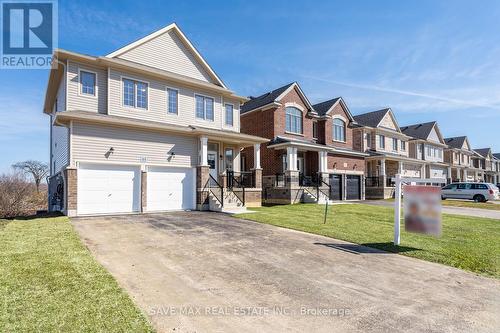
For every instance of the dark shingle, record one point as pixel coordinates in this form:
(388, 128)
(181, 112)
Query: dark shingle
(456, 142)
(263, 99)
(419, 131)
(323, 107)
(483, 151)
(371, 119)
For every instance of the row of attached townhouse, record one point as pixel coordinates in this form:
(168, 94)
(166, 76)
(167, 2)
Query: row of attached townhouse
(151, 127)
(321, 151)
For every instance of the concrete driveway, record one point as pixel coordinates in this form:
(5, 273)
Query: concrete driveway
(209, 272)
(465, 211)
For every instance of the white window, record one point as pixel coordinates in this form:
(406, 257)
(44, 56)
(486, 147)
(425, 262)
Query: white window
(229, 114)
(204, 107)
(381, 142)
(135, 94)
(87, 83)
(173, 100)
(338, 130)
(293, 120)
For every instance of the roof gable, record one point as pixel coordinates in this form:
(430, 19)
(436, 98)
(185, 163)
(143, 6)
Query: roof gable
(326, 107)
(169, 49)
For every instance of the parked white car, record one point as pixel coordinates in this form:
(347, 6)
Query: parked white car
(479, 192)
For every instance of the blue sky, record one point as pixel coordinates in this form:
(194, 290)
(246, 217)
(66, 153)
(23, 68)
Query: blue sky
(427, 60)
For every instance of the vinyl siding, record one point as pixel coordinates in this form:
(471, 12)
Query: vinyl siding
(60, 148)
(86, 103)
(92, 142)
(167, 52)
(157, 103)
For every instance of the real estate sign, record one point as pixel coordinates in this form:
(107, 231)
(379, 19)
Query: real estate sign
(422, 209)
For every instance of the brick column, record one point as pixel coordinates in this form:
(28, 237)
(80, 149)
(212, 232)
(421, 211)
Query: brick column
(257, 178)
(202, 176)
(71, 180)
(144, 191)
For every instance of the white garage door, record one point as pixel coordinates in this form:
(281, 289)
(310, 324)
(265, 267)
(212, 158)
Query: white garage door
(104, 189)
(171, 189)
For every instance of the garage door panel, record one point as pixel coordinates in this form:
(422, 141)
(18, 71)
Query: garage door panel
(106, 189)
(171, 189)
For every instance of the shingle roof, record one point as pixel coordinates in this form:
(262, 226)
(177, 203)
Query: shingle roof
(264, 99)
(456, 142)
(483, 151)
(371, 119)
(323, 107)
(419, 131)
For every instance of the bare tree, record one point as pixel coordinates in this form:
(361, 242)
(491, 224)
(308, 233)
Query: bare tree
(38, 170)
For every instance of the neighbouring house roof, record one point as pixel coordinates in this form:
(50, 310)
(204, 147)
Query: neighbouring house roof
(371, 119)
(483, 151)
(419, 131)
(323, 107)
(456, 142)
(264, 99)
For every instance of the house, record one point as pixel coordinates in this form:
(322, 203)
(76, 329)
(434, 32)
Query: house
(309, 156)
(488, 165)
(459, 156)
(379, 135)
(149, 127)
(427, 144)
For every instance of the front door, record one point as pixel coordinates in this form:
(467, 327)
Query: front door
(300, 164)
(212, 163)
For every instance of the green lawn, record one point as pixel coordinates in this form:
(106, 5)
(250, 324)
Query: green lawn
(468, 243)
(467, 204)
(49, 282)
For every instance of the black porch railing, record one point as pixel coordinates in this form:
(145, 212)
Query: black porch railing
(372, 181)
(240, 179)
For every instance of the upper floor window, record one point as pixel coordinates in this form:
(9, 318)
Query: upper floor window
(87, 83)
(204, 107)
(394, 144)
(293, 120)
(229, 114)
(381, 142)
(338, 130)
(173, 100)
(135, 94)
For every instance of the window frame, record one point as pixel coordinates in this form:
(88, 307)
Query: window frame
(135, 81)
(80, 84)
(205, 97)
(344, 129)
(381, 141)
(290, 130)
(232, 114)
(167, 89)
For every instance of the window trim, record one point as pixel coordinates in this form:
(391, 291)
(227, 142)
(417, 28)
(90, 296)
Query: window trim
(225, 115)
(167, 88)
(135, 107)
(204, 119)
(344, 129)
(80, 85)
(301, 121)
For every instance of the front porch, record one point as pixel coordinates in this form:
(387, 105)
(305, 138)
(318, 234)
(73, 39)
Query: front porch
(220, 183)
(381, 175)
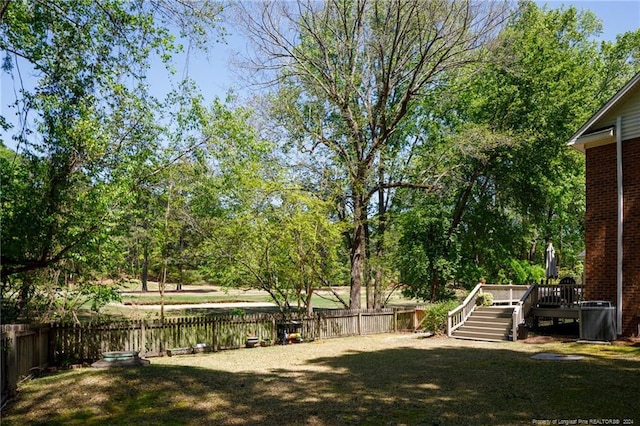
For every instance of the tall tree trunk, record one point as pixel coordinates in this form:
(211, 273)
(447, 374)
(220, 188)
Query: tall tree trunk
(357, 251)
(145, 267)
(382, 229)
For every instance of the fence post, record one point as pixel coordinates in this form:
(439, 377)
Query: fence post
(143, 338)
(12, 361)
(215, 335)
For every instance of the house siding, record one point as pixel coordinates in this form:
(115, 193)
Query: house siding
(601, 229)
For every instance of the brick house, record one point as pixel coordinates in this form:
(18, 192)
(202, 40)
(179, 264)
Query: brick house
(610, 140)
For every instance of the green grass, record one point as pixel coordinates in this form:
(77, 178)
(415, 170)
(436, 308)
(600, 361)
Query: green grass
(409, 381)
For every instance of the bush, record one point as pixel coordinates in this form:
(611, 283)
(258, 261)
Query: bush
(484, 299)
(435, 319)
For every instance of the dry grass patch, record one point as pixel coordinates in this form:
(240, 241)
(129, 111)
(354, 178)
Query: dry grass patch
(385, 379)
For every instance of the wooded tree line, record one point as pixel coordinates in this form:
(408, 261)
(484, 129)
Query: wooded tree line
(404, 144)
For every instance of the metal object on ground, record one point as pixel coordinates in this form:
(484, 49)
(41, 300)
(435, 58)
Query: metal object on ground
(597, 321)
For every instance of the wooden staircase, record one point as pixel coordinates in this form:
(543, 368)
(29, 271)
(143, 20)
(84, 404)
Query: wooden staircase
(492, 323)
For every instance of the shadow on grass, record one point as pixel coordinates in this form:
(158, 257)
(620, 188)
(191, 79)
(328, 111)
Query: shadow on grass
(443, 385)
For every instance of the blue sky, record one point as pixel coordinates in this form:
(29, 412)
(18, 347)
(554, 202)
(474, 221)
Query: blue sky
(215, 76)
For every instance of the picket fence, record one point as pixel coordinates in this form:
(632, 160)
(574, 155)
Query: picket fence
(28, 349)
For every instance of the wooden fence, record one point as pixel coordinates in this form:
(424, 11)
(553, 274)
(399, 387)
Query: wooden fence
(28, 349)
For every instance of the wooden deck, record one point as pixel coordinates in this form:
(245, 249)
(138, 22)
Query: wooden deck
(556, 312)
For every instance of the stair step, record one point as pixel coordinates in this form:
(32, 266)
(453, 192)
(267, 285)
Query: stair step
(480, 335)
(488, 329)
(489, 323)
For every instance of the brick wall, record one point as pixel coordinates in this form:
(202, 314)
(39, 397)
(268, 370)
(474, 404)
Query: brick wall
(602, 229)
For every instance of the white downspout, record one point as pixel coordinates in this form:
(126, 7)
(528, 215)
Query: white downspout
(620, 224)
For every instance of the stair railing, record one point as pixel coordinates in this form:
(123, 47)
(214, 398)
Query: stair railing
(522, 309)
(459, 315)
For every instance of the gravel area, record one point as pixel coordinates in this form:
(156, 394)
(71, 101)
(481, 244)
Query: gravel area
(302, 356)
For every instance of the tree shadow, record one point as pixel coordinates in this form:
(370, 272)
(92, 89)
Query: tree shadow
(443, 385)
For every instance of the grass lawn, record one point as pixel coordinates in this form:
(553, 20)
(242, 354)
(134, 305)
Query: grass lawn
(138, 304)
(378, 380)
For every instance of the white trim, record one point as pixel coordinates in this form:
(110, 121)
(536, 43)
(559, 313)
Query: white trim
(619, 272)
(590, 140)
(602, 111)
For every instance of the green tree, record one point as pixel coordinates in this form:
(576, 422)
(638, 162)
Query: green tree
(86, 126)
(348, 74)
(516, 185)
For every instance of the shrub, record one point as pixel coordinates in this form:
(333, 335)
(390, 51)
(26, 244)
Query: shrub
(435, 319)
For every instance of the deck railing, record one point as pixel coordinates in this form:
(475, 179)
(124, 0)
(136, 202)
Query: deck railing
(522, 309)
(502, 295)
(559, 295)
(459, 315)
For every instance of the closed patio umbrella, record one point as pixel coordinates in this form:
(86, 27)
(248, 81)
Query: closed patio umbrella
(551, 266)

****

Your instructions: Render the lines of the items as a numbered list, starting at the line that contains "For every instance of the white trim, record" and ending at the last line of the items, with both ends included and blank lines omitted.

Written solution:
1. For every instance of the white trim, record one point as pixel coordinates in this form:
2. (110, 121)
3. (536, 43)
4. (559, 313)
5. Query: white trim
6. (619, 272)
7. (590, 140)
8. (602, 111)
9. For every instance of the green tree, record one point as pixel coordinates in this form:
10. (576, 422)
11. (638, 162)
12. Query: green tree
13. (86, 126)
14. (348, 74)
15. (516, 185)
16. For every instance of the shrub, record one point as pixel coordinates in this form:
17. (333, 335)
18. (390, 51)
19. (26, 244)
20. Query: shrub
21. (435, 319)
22. For every instance of the deck railing, record one point as pixel coordinates in this form:
23. (475, 179)
24. (124, 0)
25. (136, 202)
26. Query: deck railing
27. (522, 309)
28. (502, 295)
29. (559, 295)
30. (459, 315)
31. For every instance of the closed patio umbrella, record one point as pixel coordinates in this form:
32. (86, 27)
33. (248, 81)
34. Query: closed patio umbrella
35. (551, 266)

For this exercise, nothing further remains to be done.